▸ Challenge
Copy every one of the entries below line for line, without changing a single character.

------------

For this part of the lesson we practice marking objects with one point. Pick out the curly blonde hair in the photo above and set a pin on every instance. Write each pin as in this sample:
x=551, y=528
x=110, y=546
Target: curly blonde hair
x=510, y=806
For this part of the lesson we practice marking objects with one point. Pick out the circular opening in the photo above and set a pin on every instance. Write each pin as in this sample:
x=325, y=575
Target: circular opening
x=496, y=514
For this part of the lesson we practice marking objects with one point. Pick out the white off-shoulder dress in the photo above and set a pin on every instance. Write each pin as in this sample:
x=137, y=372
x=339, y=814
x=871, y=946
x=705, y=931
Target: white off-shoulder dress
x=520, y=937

------------

▸ Result
For this part of the lesson we practice marking objects with one point. Pick out the curly blonde hair in the photo above and set a pin on every instance. Write each pin as in this sample:
x=551, y=528
x=110, y=546
Target: curly blonde hair
x=510, y=806
For this part of the lesson we practice marking objects with one point. Pick out the circular opening in the photo above and set a pin on every instance. Write each pin as in this sample:
x=325, y=575
Target: circular opening
x=496, y=514
For this part of the lesson we practice marking objects with one point. Pick out the white off-shoulder dress in the photo above and set a pin on every instance. Write each pin as in this sample:
x=137, y=372
x=339, y=814
x=871, y=946
x=705, y=931
Target: white off-shoulder dress
x=520, y=937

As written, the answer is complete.